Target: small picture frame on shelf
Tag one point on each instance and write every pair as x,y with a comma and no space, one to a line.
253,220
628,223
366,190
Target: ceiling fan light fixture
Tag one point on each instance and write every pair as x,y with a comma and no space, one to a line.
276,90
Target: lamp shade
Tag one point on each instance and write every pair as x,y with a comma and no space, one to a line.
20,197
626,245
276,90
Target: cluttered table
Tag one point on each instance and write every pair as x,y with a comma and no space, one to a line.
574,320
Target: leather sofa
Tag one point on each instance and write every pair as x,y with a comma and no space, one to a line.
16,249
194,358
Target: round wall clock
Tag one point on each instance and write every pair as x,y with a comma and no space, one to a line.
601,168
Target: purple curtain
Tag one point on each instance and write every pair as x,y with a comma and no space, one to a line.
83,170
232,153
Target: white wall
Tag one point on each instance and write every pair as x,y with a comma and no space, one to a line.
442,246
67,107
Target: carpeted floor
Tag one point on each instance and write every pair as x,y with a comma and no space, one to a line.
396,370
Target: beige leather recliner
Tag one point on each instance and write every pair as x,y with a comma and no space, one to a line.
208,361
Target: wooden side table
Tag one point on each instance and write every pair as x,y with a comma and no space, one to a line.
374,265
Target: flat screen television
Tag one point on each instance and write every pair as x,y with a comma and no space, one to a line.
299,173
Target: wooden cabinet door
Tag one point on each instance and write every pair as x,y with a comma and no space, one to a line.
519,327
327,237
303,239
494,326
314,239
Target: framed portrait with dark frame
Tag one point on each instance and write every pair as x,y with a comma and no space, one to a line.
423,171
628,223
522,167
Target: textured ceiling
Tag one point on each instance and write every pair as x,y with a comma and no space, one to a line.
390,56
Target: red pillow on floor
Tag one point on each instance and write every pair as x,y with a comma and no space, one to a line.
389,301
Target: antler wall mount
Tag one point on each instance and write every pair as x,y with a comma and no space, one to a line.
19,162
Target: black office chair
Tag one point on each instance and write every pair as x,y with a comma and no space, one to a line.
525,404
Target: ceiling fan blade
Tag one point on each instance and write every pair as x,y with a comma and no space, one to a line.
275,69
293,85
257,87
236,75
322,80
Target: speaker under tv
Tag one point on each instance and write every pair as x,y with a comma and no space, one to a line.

## [Given task]
Output as a JSON list of strings the stretch of the records from the line containing "Target: red pillow on floor" through the end of the records, inclusive, with one string per line and blank lines omitted.

## [The reply]
[
  "Target: red pillow on floor",
  "Tag one point on each instance and write every pair as x,y with a comma and no space, one to a line.",
  "389,301",
  "Target: antler wall mount",
  "Tag one point on each instance and write every pair as x,y with a comma and no space, one to a line.",
  "19,162",
  "Target: black office chair",
  "Tag one point on each instance and write every pair as x,y with a comma and no space, one to a line.",
  "525,404",
  "Target: ceiling fan blade",
  "Tag one point on each instance and write every pair as x,y with a comma and no space, one to a line.",
  "275,69",
  "293,85",
  "257,87",
  "236,75",
  "322,80",
  "Target: speaker under tv",
  "Tag one point on each instance and write every pair as x,y with a comma and no space, one to a line."
]